## WHAT THE EXERCISE ASKS
Return every line of the data below that contains the word "rear", copying each line unchanged.

## Image box annotation records
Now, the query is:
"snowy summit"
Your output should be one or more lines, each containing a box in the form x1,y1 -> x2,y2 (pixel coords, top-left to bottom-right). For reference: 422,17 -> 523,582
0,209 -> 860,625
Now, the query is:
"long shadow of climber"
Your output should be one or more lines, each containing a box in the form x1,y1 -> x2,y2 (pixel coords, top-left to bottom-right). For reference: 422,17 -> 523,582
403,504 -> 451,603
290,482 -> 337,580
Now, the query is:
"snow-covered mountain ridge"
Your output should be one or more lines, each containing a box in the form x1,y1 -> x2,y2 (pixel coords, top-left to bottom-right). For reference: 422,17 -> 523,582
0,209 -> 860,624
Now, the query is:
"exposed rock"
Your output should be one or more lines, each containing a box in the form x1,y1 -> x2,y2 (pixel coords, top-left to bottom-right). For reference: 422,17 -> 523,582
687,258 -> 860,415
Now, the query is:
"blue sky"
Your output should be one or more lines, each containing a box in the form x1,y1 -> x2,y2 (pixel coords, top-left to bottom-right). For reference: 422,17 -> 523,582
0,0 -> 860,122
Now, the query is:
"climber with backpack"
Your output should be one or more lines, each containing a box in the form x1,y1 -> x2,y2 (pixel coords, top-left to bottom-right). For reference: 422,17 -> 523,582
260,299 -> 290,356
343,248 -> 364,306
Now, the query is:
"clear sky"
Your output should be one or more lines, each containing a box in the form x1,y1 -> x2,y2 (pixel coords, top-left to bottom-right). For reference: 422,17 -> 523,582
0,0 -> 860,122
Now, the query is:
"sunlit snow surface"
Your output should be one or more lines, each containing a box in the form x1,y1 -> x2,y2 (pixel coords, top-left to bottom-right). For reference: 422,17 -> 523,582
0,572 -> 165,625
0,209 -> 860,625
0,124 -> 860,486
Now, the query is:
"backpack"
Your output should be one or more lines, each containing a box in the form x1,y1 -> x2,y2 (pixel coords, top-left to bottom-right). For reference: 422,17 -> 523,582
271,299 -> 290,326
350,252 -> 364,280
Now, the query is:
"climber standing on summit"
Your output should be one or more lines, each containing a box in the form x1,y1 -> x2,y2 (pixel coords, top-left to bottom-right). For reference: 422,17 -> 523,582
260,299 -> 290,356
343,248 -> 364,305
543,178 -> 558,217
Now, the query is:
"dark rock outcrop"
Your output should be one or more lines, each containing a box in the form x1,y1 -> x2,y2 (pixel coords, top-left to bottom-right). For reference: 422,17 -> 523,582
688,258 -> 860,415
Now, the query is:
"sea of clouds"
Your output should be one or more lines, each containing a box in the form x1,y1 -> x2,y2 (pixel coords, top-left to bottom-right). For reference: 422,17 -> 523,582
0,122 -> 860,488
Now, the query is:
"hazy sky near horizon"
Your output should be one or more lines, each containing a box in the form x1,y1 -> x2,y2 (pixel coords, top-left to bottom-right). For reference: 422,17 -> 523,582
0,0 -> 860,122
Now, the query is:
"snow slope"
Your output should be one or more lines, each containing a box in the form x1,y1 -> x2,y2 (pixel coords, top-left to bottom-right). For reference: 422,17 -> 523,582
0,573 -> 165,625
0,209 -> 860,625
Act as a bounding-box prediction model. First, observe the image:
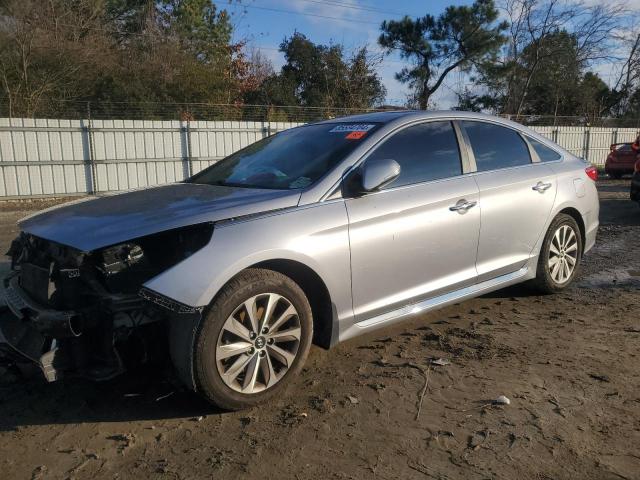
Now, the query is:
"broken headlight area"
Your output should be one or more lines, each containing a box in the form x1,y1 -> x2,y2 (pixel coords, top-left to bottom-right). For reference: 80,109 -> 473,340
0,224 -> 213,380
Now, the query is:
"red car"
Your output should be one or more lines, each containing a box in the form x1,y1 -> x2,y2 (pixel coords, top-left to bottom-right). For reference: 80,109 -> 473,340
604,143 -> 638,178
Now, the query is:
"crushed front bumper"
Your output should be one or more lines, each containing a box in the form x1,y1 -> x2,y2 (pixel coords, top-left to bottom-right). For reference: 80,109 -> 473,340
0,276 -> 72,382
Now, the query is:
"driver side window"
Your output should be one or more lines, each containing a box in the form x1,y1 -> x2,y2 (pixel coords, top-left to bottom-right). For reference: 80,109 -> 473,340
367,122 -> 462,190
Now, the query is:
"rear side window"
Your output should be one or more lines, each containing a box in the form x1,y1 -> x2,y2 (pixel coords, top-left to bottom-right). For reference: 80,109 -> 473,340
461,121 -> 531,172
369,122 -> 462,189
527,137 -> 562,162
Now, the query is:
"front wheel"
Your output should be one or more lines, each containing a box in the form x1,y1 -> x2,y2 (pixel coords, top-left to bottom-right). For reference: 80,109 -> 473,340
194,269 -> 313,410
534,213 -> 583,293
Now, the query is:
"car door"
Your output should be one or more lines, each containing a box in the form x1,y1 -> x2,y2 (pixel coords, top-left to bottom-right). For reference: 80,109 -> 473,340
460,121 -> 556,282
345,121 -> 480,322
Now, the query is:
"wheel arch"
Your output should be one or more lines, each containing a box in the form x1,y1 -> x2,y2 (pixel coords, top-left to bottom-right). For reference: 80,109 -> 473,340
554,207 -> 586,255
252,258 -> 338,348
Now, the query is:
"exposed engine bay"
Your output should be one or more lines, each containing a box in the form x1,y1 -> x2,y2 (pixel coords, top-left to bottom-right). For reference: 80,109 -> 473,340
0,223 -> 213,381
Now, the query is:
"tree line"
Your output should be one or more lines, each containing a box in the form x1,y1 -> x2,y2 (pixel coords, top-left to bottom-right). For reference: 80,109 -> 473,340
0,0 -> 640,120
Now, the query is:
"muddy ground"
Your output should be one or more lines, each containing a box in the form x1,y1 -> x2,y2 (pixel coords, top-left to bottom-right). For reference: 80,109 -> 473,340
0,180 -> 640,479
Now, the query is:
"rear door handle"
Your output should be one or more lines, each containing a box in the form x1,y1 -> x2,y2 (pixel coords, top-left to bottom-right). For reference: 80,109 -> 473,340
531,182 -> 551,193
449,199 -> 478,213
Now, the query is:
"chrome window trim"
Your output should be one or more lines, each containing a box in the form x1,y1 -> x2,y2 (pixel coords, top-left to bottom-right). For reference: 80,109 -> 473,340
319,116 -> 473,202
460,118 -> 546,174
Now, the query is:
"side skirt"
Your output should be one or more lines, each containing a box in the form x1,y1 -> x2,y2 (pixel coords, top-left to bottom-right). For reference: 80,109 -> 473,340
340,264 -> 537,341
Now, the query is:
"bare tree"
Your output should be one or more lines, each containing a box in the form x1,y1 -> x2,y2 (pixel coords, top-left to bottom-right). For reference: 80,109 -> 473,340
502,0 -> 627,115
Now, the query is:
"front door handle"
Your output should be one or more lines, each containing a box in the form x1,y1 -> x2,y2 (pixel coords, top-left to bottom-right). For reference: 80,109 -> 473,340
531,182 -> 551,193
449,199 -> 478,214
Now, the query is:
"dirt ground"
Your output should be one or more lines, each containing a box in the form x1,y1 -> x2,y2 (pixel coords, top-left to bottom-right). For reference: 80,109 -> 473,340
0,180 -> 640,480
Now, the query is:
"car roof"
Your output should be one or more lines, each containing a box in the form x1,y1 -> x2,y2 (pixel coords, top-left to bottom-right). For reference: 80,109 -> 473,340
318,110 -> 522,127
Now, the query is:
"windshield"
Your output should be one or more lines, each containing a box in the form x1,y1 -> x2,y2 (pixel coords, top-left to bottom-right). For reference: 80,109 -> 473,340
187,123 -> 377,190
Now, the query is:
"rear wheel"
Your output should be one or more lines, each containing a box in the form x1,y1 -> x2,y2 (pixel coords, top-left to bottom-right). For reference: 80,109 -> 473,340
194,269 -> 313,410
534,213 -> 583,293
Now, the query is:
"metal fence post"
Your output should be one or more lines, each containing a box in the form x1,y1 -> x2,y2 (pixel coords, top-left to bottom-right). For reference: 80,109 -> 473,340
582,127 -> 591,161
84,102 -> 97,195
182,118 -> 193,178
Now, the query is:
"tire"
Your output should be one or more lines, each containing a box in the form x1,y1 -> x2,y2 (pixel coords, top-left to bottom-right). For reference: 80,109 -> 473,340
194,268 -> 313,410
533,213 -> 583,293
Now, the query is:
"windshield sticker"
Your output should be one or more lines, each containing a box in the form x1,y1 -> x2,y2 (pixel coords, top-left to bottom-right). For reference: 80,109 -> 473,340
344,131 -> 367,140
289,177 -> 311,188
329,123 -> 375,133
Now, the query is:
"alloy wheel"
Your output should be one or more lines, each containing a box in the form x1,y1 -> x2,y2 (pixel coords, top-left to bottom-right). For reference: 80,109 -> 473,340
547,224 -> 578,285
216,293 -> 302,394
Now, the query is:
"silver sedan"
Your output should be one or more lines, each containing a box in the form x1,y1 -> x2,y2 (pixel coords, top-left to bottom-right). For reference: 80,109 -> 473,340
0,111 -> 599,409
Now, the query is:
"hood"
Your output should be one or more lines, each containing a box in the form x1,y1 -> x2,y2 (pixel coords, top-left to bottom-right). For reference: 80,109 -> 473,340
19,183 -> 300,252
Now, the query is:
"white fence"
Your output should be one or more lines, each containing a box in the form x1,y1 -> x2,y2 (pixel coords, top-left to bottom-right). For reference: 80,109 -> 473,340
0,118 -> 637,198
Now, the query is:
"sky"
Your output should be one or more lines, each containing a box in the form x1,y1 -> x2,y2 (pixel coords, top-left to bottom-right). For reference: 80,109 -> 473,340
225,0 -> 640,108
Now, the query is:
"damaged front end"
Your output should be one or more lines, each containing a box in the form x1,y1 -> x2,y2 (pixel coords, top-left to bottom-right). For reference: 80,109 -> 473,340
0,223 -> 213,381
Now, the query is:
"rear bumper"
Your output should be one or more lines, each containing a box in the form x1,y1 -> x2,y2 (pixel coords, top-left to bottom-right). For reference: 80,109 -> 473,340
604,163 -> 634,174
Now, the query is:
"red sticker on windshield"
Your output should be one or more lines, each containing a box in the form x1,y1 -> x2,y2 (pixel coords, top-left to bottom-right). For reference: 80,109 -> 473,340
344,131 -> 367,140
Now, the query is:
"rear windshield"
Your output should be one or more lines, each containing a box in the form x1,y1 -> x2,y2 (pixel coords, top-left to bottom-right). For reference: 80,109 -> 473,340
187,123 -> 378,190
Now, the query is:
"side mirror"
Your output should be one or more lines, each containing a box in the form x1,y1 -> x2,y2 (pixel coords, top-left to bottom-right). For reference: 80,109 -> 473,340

==

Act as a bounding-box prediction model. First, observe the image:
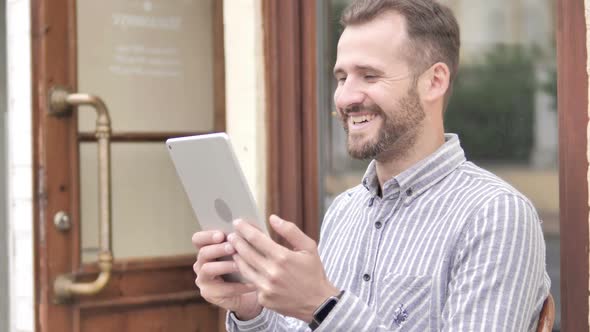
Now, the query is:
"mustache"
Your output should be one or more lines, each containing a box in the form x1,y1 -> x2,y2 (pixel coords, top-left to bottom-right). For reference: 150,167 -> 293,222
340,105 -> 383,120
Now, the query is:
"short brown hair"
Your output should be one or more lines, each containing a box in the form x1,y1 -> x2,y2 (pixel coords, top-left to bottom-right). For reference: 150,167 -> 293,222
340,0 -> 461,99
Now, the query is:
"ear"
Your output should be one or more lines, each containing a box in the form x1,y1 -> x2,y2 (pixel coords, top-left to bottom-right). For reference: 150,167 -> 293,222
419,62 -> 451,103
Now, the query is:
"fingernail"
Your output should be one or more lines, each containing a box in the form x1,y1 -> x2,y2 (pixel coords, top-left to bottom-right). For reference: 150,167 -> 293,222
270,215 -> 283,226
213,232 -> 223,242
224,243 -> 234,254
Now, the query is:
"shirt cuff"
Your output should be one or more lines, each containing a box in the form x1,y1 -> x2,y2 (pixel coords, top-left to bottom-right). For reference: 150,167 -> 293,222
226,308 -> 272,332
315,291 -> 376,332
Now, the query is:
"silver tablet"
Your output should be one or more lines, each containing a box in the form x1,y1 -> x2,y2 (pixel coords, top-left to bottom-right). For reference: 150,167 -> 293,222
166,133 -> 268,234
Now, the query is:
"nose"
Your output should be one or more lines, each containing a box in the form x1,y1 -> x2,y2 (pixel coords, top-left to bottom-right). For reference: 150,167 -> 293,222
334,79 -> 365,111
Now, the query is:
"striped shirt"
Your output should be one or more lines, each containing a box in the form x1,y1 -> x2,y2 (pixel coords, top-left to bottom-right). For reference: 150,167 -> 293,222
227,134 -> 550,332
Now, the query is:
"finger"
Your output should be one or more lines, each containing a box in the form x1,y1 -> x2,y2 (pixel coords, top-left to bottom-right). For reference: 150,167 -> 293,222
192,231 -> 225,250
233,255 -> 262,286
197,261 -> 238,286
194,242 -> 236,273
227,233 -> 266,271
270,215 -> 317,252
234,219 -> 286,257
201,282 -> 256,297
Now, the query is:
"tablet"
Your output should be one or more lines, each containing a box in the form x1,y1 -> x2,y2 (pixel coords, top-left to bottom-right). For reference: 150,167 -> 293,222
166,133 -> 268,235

==

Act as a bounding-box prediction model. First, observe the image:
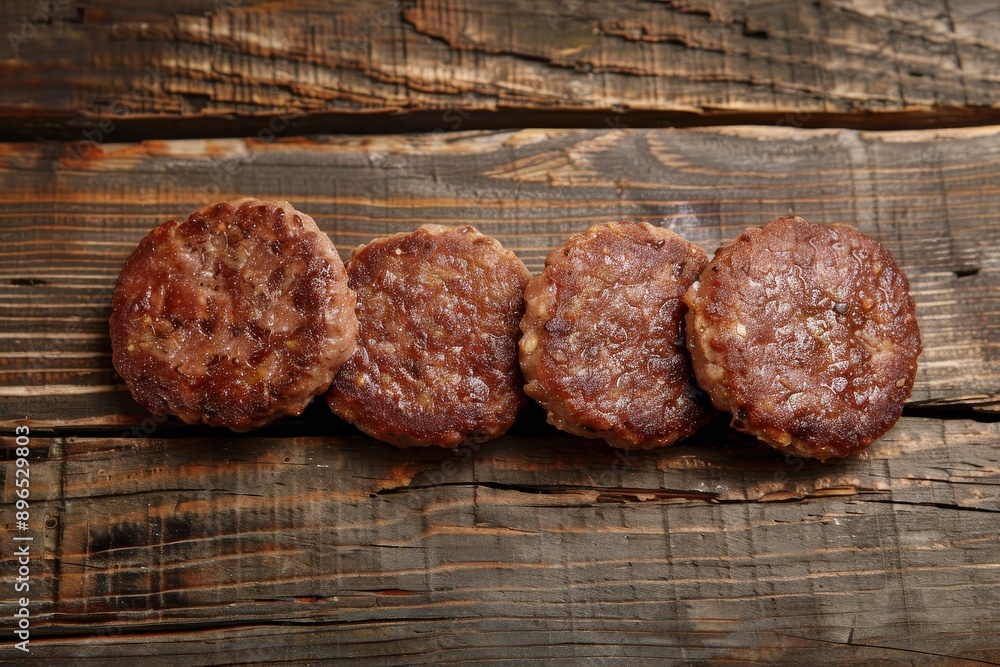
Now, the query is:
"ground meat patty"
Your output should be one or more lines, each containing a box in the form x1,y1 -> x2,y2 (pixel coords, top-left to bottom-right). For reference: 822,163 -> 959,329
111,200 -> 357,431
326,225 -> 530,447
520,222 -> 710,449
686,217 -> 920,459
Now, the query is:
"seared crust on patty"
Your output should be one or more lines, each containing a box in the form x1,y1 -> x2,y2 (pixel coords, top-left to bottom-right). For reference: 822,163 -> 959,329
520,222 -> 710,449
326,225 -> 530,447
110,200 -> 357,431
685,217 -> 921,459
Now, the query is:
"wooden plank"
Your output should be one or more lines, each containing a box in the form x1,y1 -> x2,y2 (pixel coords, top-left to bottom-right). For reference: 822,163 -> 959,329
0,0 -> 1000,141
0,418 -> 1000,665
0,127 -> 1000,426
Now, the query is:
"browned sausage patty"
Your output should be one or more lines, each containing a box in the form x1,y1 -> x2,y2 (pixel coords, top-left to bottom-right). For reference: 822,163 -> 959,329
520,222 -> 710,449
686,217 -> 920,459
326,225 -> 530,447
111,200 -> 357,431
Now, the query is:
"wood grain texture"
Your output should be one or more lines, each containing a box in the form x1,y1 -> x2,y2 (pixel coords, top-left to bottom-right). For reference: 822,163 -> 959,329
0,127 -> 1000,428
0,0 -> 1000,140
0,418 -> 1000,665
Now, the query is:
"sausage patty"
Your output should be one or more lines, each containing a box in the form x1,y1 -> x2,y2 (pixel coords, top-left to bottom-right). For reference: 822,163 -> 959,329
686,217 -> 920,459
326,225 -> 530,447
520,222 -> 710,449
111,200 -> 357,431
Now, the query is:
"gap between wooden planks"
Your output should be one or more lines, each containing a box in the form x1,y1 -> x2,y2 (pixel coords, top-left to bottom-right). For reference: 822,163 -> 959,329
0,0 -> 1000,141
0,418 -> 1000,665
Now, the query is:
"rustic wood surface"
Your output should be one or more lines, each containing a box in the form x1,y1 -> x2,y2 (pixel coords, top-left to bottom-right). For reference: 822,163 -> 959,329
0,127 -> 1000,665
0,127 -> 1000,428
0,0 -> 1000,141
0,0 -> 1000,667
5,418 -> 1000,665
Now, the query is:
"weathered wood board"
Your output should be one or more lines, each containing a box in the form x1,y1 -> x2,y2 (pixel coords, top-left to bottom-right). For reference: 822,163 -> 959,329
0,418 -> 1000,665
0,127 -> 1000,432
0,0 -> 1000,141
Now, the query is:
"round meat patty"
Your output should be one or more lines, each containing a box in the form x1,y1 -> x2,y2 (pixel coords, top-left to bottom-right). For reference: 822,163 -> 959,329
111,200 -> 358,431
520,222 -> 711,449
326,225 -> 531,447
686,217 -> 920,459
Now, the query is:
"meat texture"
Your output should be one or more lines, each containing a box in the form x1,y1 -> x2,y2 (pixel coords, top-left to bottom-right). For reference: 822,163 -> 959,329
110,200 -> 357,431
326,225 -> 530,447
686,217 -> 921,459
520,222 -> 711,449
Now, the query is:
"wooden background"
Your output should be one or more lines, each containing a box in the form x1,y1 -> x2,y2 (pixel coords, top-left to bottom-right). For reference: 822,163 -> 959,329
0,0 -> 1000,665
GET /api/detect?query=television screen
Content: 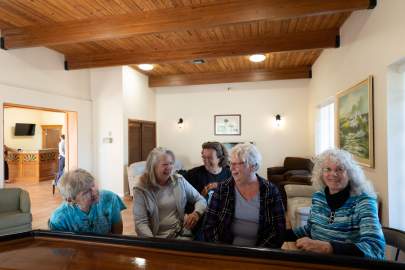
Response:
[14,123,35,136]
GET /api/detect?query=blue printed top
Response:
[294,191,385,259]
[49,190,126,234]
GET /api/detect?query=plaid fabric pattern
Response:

## EXPECTED OUTPUT
"rear side window"
"rear door handle"
"rear wheel"
"rear bumper"
"rear windshield"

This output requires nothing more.